Supplied records
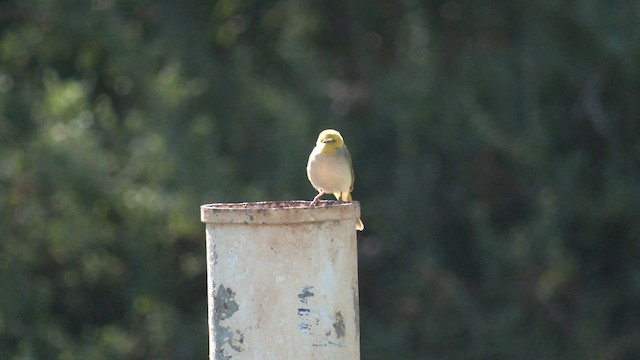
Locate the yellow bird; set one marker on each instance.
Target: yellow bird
(330, 170)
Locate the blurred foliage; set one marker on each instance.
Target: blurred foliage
(496, 147)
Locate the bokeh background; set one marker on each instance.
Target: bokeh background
(496, 146)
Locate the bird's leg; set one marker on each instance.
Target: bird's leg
(316, 199)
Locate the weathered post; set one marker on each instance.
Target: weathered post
(282, 280)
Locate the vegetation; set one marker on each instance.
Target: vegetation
(496, 147)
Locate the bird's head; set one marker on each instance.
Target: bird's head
(330, 140)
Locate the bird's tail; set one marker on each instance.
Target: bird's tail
(343, 196)
(346, 196)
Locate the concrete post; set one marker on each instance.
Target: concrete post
(282, 280)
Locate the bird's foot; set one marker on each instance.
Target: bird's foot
(316, 200)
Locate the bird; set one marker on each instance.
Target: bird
(330, 170)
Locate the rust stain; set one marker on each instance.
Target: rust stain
(338, 325)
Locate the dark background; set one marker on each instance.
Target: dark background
(496, 146)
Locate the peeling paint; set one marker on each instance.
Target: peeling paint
(356, 308)
(338, 325)
(225, 338)
(304, 325)
(305, 294)
(225, 303)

Task directions
Could you retype exactly the lines from the one containing "Locate the peeling" through the final line of the data above, and no others?

Solution for this problem
Locate the peeling paint; set one marker on each instance.
Target: peeling paint
(356, 308)
(338, 325)
(225, 338)
(304, 325)
(305, 294)
(225, 303)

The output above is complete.